### Source material

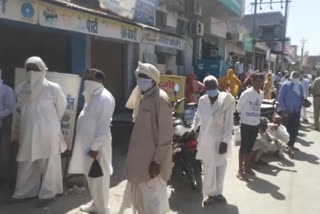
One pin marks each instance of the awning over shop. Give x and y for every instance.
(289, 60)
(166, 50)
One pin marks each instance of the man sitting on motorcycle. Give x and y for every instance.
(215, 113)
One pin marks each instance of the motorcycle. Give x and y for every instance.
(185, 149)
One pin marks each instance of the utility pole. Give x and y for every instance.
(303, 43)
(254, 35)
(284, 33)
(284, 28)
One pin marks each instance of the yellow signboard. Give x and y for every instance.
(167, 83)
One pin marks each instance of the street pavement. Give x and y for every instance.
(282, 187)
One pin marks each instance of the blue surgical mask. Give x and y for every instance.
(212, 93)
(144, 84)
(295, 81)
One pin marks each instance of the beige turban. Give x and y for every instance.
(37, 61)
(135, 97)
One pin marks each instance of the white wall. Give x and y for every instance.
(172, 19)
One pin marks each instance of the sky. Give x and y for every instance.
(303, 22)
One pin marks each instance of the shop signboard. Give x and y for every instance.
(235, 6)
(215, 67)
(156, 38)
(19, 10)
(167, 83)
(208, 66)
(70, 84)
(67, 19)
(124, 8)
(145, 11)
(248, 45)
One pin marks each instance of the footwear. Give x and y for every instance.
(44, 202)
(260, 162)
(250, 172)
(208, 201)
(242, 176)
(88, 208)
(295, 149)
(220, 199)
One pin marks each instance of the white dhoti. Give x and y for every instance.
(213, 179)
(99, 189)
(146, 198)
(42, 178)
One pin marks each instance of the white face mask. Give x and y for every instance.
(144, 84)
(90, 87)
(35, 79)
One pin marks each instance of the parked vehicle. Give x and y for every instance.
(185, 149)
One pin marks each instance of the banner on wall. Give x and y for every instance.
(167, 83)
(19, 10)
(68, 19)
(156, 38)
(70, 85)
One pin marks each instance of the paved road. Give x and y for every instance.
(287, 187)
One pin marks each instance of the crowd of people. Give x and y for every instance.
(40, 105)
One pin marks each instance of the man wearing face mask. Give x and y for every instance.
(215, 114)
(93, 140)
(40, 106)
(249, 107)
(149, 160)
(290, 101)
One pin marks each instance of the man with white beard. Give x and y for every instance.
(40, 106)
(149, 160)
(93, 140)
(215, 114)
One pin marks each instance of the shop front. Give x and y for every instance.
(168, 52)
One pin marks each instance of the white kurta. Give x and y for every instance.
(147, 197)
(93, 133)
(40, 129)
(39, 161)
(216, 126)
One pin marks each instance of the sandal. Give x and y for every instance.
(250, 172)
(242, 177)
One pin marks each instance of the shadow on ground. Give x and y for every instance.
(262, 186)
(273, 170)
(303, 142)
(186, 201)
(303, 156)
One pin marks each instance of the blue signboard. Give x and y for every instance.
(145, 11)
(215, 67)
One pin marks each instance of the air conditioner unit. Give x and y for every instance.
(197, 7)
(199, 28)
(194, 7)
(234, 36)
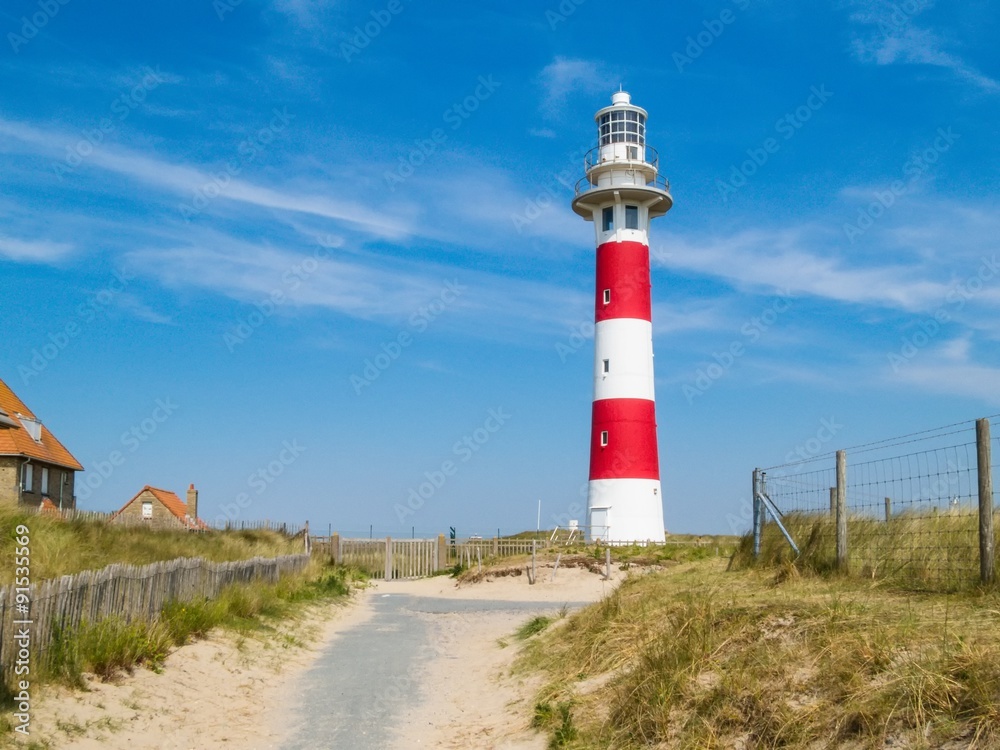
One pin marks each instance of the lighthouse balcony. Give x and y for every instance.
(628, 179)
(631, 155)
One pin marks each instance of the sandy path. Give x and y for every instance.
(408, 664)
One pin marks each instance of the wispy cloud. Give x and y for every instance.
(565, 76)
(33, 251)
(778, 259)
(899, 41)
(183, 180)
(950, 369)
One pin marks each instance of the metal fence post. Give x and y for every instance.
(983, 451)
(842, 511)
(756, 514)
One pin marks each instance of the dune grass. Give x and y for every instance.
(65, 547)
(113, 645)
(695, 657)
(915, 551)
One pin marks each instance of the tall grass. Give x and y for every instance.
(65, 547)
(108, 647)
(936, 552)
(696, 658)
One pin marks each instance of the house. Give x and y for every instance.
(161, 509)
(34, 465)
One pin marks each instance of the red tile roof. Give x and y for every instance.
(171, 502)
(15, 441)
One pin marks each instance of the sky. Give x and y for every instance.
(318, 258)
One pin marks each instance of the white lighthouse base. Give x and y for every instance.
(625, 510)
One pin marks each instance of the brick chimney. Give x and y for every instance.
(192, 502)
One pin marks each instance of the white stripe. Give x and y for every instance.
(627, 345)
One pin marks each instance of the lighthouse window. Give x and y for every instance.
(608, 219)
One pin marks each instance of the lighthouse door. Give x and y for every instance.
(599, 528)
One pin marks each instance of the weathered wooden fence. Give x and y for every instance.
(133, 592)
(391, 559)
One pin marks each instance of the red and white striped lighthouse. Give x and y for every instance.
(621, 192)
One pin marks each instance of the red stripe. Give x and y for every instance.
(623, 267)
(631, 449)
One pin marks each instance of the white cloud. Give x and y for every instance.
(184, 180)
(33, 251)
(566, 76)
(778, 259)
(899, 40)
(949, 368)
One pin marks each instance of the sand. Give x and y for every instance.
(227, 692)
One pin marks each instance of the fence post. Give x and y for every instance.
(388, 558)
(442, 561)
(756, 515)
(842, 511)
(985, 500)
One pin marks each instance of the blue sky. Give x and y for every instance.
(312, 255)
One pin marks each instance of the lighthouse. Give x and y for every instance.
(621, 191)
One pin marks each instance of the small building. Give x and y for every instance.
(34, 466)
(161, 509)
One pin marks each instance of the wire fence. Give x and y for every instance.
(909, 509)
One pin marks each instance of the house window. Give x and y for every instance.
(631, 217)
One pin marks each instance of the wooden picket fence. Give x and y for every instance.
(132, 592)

######

Nothing but the text is wanted: repeat the data above exactly, without its images.

One pin marks each instance of the awning over shop. Give x and y for every instance.
(289, 60)
(166, 50)
One pin marks each instance of the man sitting on motorcycle. Give x and y for every instance.
(215, 113)
One pin marks each instance of the motorcycle. Give x and y for every instance.
(185, 149)
One pin marks each instance of the utility pole. Give x and y for every instance.
(303, 43)
(254, 35)
(284, 33)
(284, 28)
One pin marks each instance of the yellow signboard. Give x and y for every instance.
(167, 83)
One pin marks each instance of the street pavement. Give x and y for every instance.
(282, 187)
One pin marks each instance of the blue surgical mask. Give x and y for every instance.
(212, 93)
(144, 84)
(295, 81)
One pin marks each instance of the beige turban. Give x and y for every instance.
(37, 61)
(135, 97)
One pin marks each instance of the white wall. Give x and y for every instance.
(172, 19)
One pin marks each instance of the sky. Give x and y for every instance.
(303, 22)
One pin marks each instance of the shop signboard. Give x and y for every instance.
(235, 6)
(215, 67)
(156, 38)
(19, 10)
(167, 83)
(208, 66)
(70, 84)
(67, 19)
(124, 8)
(145, 11)
(248, 45)
One pin marks each instance of the footwear. Give x and y for every instance.
(44, 202)
(260, 162)
(250, 172)
(208, 201)
(242, 176)
(88, 208)
(295, 149)
(220, 199)
One pin marks each instance of the white dhoti. Give x and y for every instance.
(213, 179)
(99, 189)
(146, 198)
(42, 178)
One pin marks each instance of the white face mask. Give x and y for every instance.
(144, 84)
(90, 87)
(35, 79)
One pin marks each instance of the parked vehicle. Give x and y for every instance.
(185, 149)
One pin marks each instance of the banner on wall. Give x and y for every instance.
(167, 83)
(19, 10)
(68, 19)
(156, 38)
(70, 85)
One pin marks each instance of the paved road. Give x and y for every instance.
(287, 187)
One pin marks each instance of the crowd of people. Give x and y for every instance.
(40, 105)
One pin marks each instance of the man wearing face mask. Give x and y for every instance.
(215, 114)
(93, 140)
(40, 106)
(249, 107)
(149, 160)
(290, 101)
One pin marks each instance of the man with white beard. Give x and y for every instance.
(40, 106)
(149, 160)
(93, 140)
(215, 114)
One pin marks each instance of the shop front. Give x and y for every instance.
(168, 52)
One pin marks each instance of the white kurta. Give x and y for every instance.
(147, 197)
(93, 133)
(40, 129)
(39, 161)
(216, 126)
One pin marks each instance of the sandal. Give x and y for every instance.
(250, 172)
(242, 177)
One pin marks each instance of the shadow on ground. Give x and y for every instance.
(262, 186)
(273, 170)
(303, 142)
(186, 201)
(303, 156)
One pin marks each instance of the blue signboard. Give x and y for every instance.
(145, 11)
(215, 67)
One pin marks each instance of the air conditioner unit. Give x and y for every instance.
(197, 7)
(199, 28)
(194, 7)
(234, 36)
One pin marks each instance of the lighthouse balcony. Give x and y for every instance.
(628, 179)
(631, 155)
One pin marks each instance of the sandy path. Give x and y for every instance.
(408, 664)
One pin marks each instance of the wispy cloud. Give x and y for every instance.
(565, 76)
(33, 251)
(778, 259)
(899, 41)
(183, 180)
(950, 369)
One pin marks each instance of the metal fence post. Give x and y for every instance.
(983, 451)
(842, 511)
(756, 514)
One pin marks each instance of the dune grass. Give x and y for every instance.
(65, 547)
(113, 645)
(695, 657)
(915, 551)
One pin marks each instance of the tall grass. Give x and y for every instance.
(65, 547)
(108, 647)
(936, 552)
(696, 658)
One pin marks each instance of the house. Give x and y for every instance.
(161, 509)
(34, 465)
One pin marks each instance of the red tile roof. Give x and y for every instance.
(171, 502)
(15, 441)
One pin marks each instance of the sky. Give x and y for every instance.
(318, 258)
One pin marks each instance of the white lighthouse base. Give x and y for every instance.
(625, 510)
One pin marks each instance of the brick chimney. Give x and y for every instance.
(192, 502)
One pin marks each instance of the white stripe. Give x and y for every instance.
(627, 345)
One pin marks each instance of the lighthouse window. Give x and y for every instance.
(608, 219)
One pin marks each instance of the lighthouse door. Give x and y for every instance.
(599, 528)
One pin marks each instance of the weathered wooden fence. Give x and y for every instance.
(133, 592)
(391, 559)
One pin marks each instance of the red and white striped lighthouse. Give x and y for every instance.
(621, 192)
One pin marks each instance of the red stripe. Give x and y for every instance.
(623, 267)
(631, 449)
One pin marks each instance of the white cloud. Give x and y for every instance.
(184, 180)
(33, 251)
(566, 76)
(778, 259)
(899, 40)
(949, 368)
One pin marks each instance of the sand. Give x and y for every instance.
(227, 692)
One pin marks each instance of the fence post. Give x and y for every instance.
(388, 558)
(442, 561)
(756, 515)
(842, 511)
(985, 500)
One pin marks each instance of the blue sky. Give x and y for every instance.
(312, 255)
One pin marks each instance of the lighthouse. Give x and y for every instance.
(621, 191)
One pin marks each instance of the small building. Give x and y for every instance.
(34, 466)
(161, 509)
One pin marks each instance of the wire fence. Give x and y for every instance.
(909, 509)
One pin marks each instance of the house window. Give x and y for every instance.
(631, 217)
One pin marks each instance of the wooden picket fence. Give x and y for every instance.
(132, 592)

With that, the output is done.